== Exercise description ==
Transcribe each of the entries exactly.

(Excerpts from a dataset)
# # #
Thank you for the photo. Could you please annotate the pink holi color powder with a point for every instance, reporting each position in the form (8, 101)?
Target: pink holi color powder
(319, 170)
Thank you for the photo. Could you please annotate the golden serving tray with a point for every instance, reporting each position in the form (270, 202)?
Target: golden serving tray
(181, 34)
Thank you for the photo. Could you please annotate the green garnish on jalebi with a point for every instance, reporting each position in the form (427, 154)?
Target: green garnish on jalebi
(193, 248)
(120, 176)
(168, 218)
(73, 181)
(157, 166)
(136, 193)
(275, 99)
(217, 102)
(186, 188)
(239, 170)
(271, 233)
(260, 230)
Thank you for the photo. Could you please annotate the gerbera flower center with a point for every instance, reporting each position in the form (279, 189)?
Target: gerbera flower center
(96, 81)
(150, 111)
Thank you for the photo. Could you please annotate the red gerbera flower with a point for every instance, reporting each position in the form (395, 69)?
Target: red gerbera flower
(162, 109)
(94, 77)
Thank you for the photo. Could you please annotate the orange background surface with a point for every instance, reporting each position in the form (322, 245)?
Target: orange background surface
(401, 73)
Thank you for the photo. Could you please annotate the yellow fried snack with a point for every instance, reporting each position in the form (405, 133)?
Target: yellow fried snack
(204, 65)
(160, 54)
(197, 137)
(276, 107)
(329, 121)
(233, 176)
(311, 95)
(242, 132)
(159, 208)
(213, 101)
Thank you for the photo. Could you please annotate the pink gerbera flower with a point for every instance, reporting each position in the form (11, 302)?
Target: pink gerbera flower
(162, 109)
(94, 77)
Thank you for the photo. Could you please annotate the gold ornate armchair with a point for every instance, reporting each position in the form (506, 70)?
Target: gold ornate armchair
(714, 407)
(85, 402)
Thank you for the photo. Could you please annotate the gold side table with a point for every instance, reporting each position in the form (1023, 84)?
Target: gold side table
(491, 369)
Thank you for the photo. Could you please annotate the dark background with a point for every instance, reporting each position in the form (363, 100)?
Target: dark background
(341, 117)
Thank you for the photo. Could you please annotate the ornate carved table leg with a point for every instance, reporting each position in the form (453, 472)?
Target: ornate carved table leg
# # #
== Result of the exercise ==
Thank you for the photo. Could you please annotate the pink holi color powder with a point for every instance, reporting each position in the form (8, 101)?
Target: pink holi color powder
(319, 170)
Thank you for the photo. Could you please annotate the golden serving tray with a point for every instance, reporting each position in the form (270, 202)?
Target: golden serving tray
(181, 34)
Thank you for the photo. Could you please annotate the green garnish on jalebi with a point for every instance, reporting each position in the form (427, 154)?
Target: green garnish on jalebi
(193, 248)
(120, 176)
(168, 218)
(73, 181)
(157, 166)
(136, 193)
(275, 99)
(217, 102)
(186, 188)
(239, 170)
(271, 233)
(260, 230)
Thank you for the photo. Could you please annotate the gerbera flower center with a point for every instance, reporting each position in the form (279, 189)?
Target: gerbera flower center
(96, 81)
(150, 111)
Thank you for the photo. Could you please annotate the red gerbera flower with a point for every instance, reporting each position in the form (395, 69)?
Target: red gerbera flower
(162, 109)
(94, 77)
Thank you for the photo. Could you please annotate the orange background surface with a point for every instance, reporting each position in the form (322, 245)?
Target: orange background surface
(401, 73)
Thank you for the photo. Could you please annotate the yellow fried snack with a point for every instance, reporting each position in the form (405, 133)?
Target: yellow fried snack
(204, 65)
(160, 54)
(197, 137)
(276, 107)
(329, 121)
(233, 176)
(311, 95)
(242, 132)
(159, 208)
(213, 101)
Thank you for the photo. Could you please annotate the pink gerbera flower with a point for every instance, reporting each position in the form (11, 302)?
Target: pink gerbera flower
(162, 109)
(94, 77)
Thank you for the photo. Could you please annotate the gold ornate armchair with a point for every instance, reporting each position in the form (506, 70)?
Target: gold ornate armchair
(714, 407)
(85, 402)
Thank you for the photo. Could you please annotate the gold side table with a point for every instance, reporting each position in the form (1023, 84)?
Target: gold side table
(491, 369)
Thank you for the photo. Could you please annotate the dark background with a point for every instance, reporting each position in the form (363, 100)?
Target: dark background
(341, 117)
Thank you for the photo. Could you please annotate the ornate carved table leg with a point for every instance, reporting each position in the form (453, 472)?
Target: ornate carved table leg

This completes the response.